Dataset rows:
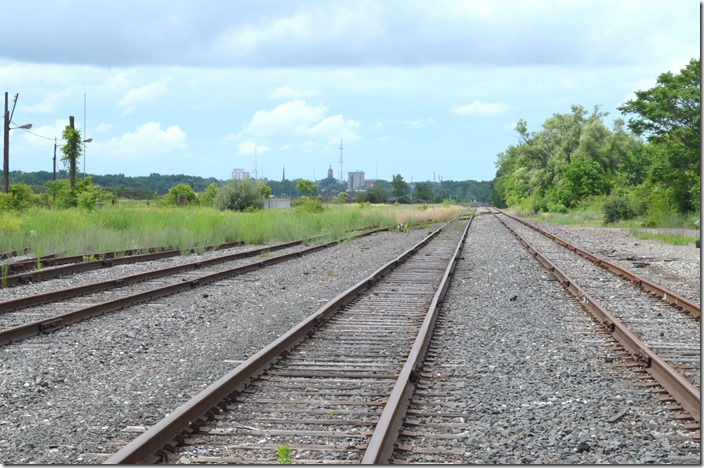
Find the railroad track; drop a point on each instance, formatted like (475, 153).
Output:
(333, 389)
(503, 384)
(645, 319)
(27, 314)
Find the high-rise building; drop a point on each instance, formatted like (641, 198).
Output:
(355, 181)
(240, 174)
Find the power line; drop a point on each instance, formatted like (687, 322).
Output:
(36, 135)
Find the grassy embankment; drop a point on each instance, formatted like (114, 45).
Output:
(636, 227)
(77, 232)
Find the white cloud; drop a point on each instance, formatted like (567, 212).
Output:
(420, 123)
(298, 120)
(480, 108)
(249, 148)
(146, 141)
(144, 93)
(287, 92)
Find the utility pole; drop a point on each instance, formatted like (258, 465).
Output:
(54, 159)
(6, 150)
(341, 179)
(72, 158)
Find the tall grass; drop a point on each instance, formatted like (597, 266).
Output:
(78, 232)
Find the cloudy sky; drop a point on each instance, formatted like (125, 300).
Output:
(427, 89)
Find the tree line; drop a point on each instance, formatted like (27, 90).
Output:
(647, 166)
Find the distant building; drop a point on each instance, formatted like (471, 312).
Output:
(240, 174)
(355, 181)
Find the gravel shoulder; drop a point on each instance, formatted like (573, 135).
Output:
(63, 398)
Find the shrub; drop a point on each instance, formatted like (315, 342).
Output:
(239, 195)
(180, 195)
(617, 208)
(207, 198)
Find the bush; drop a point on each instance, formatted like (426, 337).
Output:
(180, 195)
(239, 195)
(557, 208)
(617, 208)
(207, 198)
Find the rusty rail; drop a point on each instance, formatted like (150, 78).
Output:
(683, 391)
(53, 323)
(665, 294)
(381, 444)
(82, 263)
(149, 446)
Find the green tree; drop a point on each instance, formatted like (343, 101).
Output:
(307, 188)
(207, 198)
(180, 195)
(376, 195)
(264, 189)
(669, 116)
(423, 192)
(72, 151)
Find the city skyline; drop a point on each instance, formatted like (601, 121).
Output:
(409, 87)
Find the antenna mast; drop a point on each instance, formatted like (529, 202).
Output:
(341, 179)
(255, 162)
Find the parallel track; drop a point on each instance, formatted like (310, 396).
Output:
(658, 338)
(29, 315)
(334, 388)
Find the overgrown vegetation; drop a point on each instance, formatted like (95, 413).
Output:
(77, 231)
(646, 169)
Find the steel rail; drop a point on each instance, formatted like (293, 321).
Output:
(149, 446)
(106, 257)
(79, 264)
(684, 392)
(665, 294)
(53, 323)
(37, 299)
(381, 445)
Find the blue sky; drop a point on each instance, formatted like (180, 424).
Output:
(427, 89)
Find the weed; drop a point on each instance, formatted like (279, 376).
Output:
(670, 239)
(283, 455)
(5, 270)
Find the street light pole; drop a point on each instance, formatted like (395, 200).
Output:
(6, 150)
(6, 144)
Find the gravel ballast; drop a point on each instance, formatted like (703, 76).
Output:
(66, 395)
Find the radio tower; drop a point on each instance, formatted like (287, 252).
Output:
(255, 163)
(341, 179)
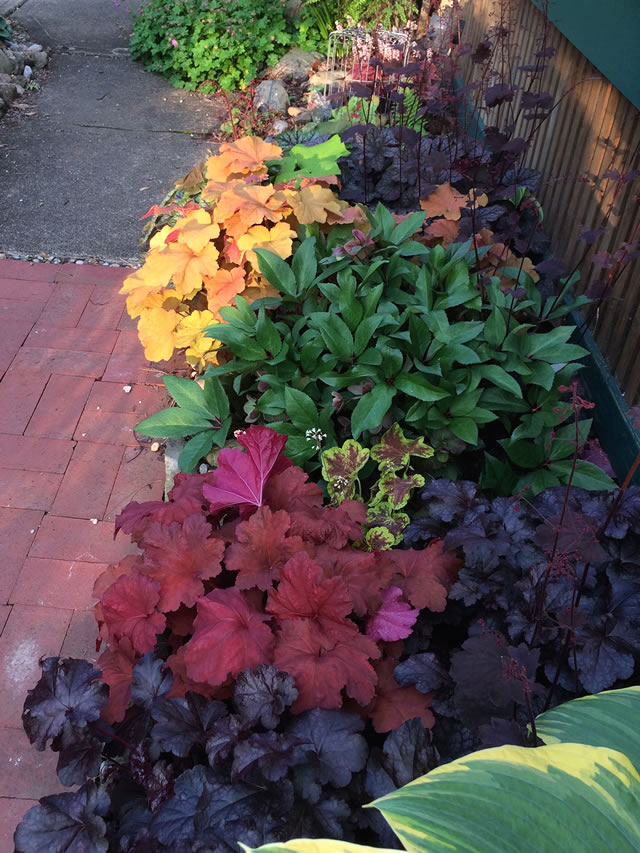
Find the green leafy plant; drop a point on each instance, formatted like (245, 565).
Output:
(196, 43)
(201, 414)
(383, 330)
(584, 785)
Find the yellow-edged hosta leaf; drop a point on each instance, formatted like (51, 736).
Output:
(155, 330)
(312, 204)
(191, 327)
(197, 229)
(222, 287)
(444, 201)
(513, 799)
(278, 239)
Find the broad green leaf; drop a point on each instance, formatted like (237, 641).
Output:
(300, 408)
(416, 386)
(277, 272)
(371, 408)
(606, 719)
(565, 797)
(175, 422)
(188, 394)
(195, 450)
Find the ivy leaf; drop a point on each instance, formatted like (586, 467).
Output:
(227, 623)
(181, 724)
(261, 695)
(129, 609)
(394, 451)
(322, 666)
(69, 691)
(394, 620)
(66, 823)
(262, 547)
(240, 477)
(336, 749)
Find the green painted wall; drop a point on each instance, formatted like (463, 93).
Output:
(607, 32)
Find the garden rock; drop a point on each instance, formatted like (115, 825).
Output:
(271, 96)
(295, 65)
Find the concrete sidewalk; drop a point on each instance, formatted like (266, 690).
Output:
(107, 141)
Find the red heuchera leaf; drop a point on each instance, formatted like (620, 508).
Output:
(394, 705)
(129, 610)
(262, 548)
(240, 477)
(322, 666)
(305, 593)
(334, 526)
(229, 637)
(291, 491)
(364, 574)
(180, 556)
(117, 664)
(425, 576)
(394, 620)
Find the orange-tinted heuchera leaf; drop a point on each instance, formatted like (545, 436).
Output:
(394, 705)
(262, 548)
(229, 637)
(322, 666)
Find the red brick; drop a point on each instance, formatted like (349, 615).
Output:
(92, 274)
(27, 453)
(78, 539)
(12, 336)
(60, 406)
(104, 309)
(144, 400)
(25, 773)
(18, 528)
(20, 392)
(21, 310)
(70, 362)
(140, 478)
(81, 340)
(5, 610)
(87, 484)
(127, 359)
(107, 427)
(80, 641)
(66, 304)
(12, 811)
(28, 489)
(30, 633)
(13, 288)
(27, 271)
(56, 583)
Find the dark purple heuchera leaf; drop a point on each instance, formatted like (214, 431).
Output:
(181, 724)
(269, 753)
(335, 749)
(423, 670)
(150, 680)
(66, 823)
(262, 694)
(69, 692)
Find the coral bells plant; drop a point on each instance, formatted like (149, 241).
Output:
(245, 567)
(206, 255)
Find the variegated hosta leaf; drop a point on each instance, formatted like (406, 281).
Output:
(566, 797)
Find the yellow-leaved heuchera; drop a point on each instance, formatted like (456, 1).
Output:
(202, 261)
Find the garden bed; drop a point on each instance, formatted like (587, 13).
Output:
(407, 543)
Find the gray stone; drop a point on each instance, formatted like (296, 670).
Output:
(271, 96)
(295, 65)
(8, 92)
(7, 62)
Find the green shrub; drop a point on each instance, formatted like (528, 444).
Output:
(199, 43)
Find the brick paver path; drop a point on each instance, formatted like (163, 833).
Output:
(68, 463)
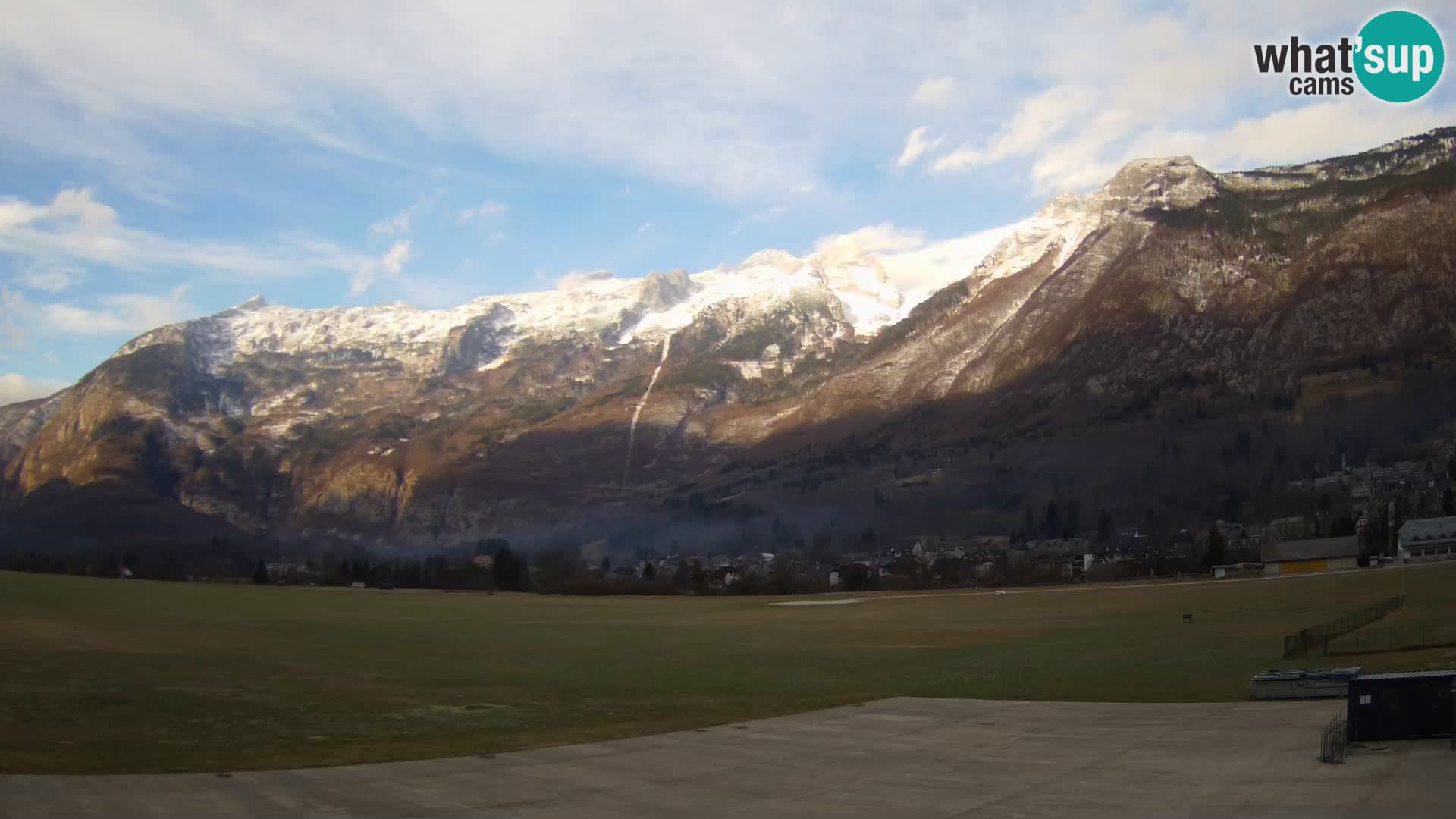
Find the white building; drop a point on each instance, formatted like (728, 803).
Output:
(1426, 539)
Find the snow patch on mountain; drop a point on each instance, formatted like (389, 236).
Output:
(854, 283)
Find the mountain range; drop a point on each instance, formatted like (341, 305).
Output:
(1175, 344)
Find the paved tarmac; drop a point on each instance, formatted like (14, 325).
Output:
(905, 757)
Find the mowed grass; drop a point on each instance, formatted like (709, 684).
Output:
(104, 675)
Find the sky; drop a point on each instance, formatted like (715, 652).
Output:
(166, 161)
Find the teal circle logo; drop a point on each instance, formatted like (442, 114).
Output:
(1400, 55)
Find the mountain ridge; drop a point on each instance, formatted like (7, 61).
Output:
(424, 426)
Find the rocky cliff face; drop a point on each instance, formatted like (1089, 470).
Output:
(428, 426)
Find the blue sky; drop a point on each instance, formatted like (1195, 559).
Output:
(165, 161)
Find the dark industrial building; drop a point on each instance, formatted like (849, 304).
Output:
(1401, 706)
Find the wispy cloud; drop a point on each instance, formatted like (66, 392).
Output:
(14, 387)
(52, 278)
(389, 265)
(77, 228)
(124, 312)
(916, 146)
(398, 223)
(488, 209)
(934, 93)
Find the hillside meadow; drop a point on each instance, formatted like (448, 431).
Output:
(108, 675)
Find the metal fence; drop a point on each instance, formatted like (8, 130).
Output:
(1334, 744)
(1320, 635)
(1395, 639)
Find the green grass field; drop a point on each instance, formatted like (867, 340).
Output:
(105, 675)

» What is needed
Repeat the listing verbatim. Skip the pictures.

» Answer to this problem
Find the railroad track; drop a point on each instance, formatted like (475, 153).
Output:
(333, 389)
(503, 384)
(645, 319)
(27, 314)
Find the high-rise building; drop a point on each instance, formatted like (641, 198).
Output:
(355, 181)
(240, 174)
Find the power line; drop a point on each instance, formatted like (687, 322).
Output:
(36, 135)
Find the grassy embankment; drop a point on each instance, formatted like (114, 45).
Output:
(636, 227)
(77, 232)
Find the white cloud; drop a point on each instance, formatted like (567, 212).
Output:
(420, 123)
(298, 120)
(480, 108)
(249, 148)
(146, 141)
(144, 93)
(287, 92)
Find the utility pole; drop a point on each instance, formatted like (258, 465).
Output:
(54, 159)
(6, 150)
(341, 179)
(72, 158)
Find the tall grass; drop a point on each instance, formatted like (597, 266).
Output:
(78, 232)
Find the cloudy sky; drop a point on each instance, formatted like (125, 300).
Output:
(427, 89)
Find the tree line; drop a point on each instance, formatted like (27, 90).
Output:
(647, 166)
Find the distant building; drop a point on each instance, formatted like (471, 312).
Output:
(240, 174)
(355, 181)
Find the gravel shoulder; drop a point on each instance, formatted like (573, 135).
Output:
(63, 398)
Find the shrub; drop a point on each instance, formatted like (315, 342).
Output:
(239, 195)
(180, 195)
(617, 208)
(207, 198)
Find the bush; drop a point on each instance, formatted like (426, 337).
Output:
(180, 195)
(239, 195)
(557, 208)
(617, 208)
(207, 198)
Find the rusty rail; drop a point on each instance, formatted like (150, 78).
Output:
(683, 391)
(53, 323)
(665, 294)
(381, 444)
(82, 263)
(149, 446)
Find the green tree; drop a point on each instance, formatted like (343, 101).
Output:
(307, 188)
(207, 198)
(180, 195)
(376, 195)
(264, 189)
(669, 116)
(423, 192)
(72, 151)
Find the city skyline; drop a point on each instance, formatted like (601, 121).
Output:
(409, 87)
Find the antenna mast; drop a point on each instance, formatted like (529, 202).
Output:
(341, 179)
(255, 162)
Find the parallel track; drop a point on each instance, formatted like (310, 396).
Output:
(658, 338)
(29, 315)
(334, 388)
Find the overgrown vegetation; drop a point on each instance, formatted like (95, 413).
Output:
(77, 231)
(646, 169)
Find the steel rail; drop a point on each instance, formatted like (293, 321).
Output:
(149, 446)
(106, 257)
(79, 264)
(684, 392)
(665, 294)
(53, 323)
(37, 299)
(381, 445)
Find the blue sky; drop a point on each instance, formatted like (180, 424).
Output:
(427, 89)
Find the weed; drop a point on each instance, formatted like (279, 376).
Output:
(670, 239)
(283, 455)
(5, 270)
Find the street light pole; drop a point on each instance, formatted like (395, 200).
Output:
(6, 150)
(6, 144)
Find the gravel ballast; drop a point on each instance, formatted like (703, 76).
Output:
(66, 395)
Find the radio tower; drop a point on each instance, formatted like (287, 252).
Output:
(255, 163)
(341, 179)
Find the green leafy plant; drop a point on each instance, formatted like (245, 565).
Output:
(196, 43)
(201, 414)
(383, 330)
(584, 785)
Find the yellow-edged hosta leaf; drop a point on each instance, formatted like (51, 736).
Output:
(155, 330)
(312, 204)
(191, 327)
(197, 229)
(222, 287)
(444, 201)
(513, 799)
(278, 239)
Find the broad green leaf; drop a point on each instance, formatted like (237, 641).
Output:
(300, 408)
(416, 386)
(277, 272)
(371, 408)
(606, 719)
(565, 797)
(175, 422)
(188, 394)
(195, 450)
Find the ivy leaf; drop a point on each instance, formatted like (586, 467).
Output:
(227, 623)
(181, 724)
(261, 695)
(129, 609)
(394, 451)
(322, 666)
(69, 691)
(394, 620)
(66, 823)
(262, 547)
(240, 477)
(336, 749)
Find the green painted wall; drop a point on each instance, formatted like (463, 93).
Output:
(607, 32)
Find the garden rock; drop a point on each instance, formatted like (115, 825).
Output:
(271, 96)
(295, 65)
Find the concrete sidewalk; drop a point on each instance, formatted like (266, 690).
Output:
(107, 141)
Find the red heuchera leaf; drop a point on each instance, formatted like (620, 508).
Output:
(394, 705)
(129, 610)
(262, 548)
(240, 477)
(322, 666)
(305, 593)
(334, 526)
(229, 637)
(291, 491)
(364, 574)
(180, 556)
(117, 664)
(425, 576)
(394, 620)
Find the orange-tinted heuchera leaf; drop a point on each instance, formatted like (545, 436).
Output:
(394, 705)
(262, 548)
(229, 637)
(322, 666)
Find the red brick; drop a point on each instance, formatted like (349, 615).
Output:
(92, 274)
(27, 453)
(78, 539)
(12, 336)
(60, 406)
(104, 309)
(144, 400)
(25, 773)
(18, 528)
(20, 392)
(21, 310)
(70, 362)
(140, 478)
(81, 340)
(5, 610)
(87, 484)
(127, 359)
(107, 427)
(80, 641)
(66, 304)
(12, 811)
(28, 489)
(30, 633)
(13, 288)
(27, 271)
(56, 583)
Find the dark purple heuchera leaf; drop a point on each instance, formatted like (214, 431).
Output:
(181, 724)
(269, 753)
(335, 749)
(423, 670)
(150, 680)
(66, 823)
(262, 694)
(69, 692)
Find the coral bells plant; drop a point on each instance, formatted like (149, 241).
Output:
(245, 567)
(206, 255)
Find the variegated hosta leaf; drop a point on each instance, formatted like (406, 281).
Output:
(566, 797)
Find the yellow-leaved heuchera; drop a point on each instance, formatted like (456, 1).
Output:
(202, 261)
Find the garden bed; drop a point on each instance, formatted like (587, 13).
Output:
(407, 543)
Find the gray stone; drop a point on each instance, formatted like (296, 670).
Output:
(271, 96)
(295, 65)
(8, 92)
(7, 62)
Find the green shrub; drop a point on each instance, formatted like (528, 444).
Output:
(199, 43)
Find the brick paver path; drop a point on each instance, formatted like (163, 833).
Output:
(68, 463)
Find the white building; drop a point on each instance, formatted like (728, 803).
Output:
(1426, 539)
Find the snow patch on mountain; drop a point on each instance, formatted like (389, 236).
Output:
(854, 283)
Find the mountain range; drop a point on each instance, formatted like (341, 305).
Output:
(1175, 344)
Find the paved tarmac; drop a point on each instance, formatted like (14, 325).
Output:
(905, 757)
Find the mowed grass; drop a point on each instance, formatted like (709, 684).
Output:
(104, 675)
Find the sky; drop a point on each instance, formatted like (715, 652).
Output:
(166, 161)
Find the teal circle logo; drop a point on each instance, formatted like (442, 114).
Output:
(1400, 55)
Find the mountain ridge; drop a point on each instance, formatted like (7, 61).
Output:
(424, 426)
Find the rocky cliff face; drop a point on each instance, formatted like (1089, 470).
Output:
(428, 426)
Find the blue sky; drop a point on each instance, formatted like (1195, 559).
Output:
(165, 161)
Find the dark industrial building; drop a point on each instance, formatted like (849, 304).
Output:
(1401, 706)
Find the wispy cloud; drop a point on each instance, formatted like (66, 392).
Output:
(14, 387)
(52, 278)
(389, 265)
(77, 228)
(124, 312)
(916, 146)
(398, 223)
(488, 209)
(934, 93)
Find the hillside meadow; drop a point on each instance, formatted like (448, 431).
Output:
(108, 675)
Find the metal fence; drop a point on each instance, formatted like (8, 130).
Output:
(1334, 744)
(1320, 635)
(1395, 639)
Find the green grass field; drop a point on each instance, formatted like (867, 340).
Output:
(105, 675)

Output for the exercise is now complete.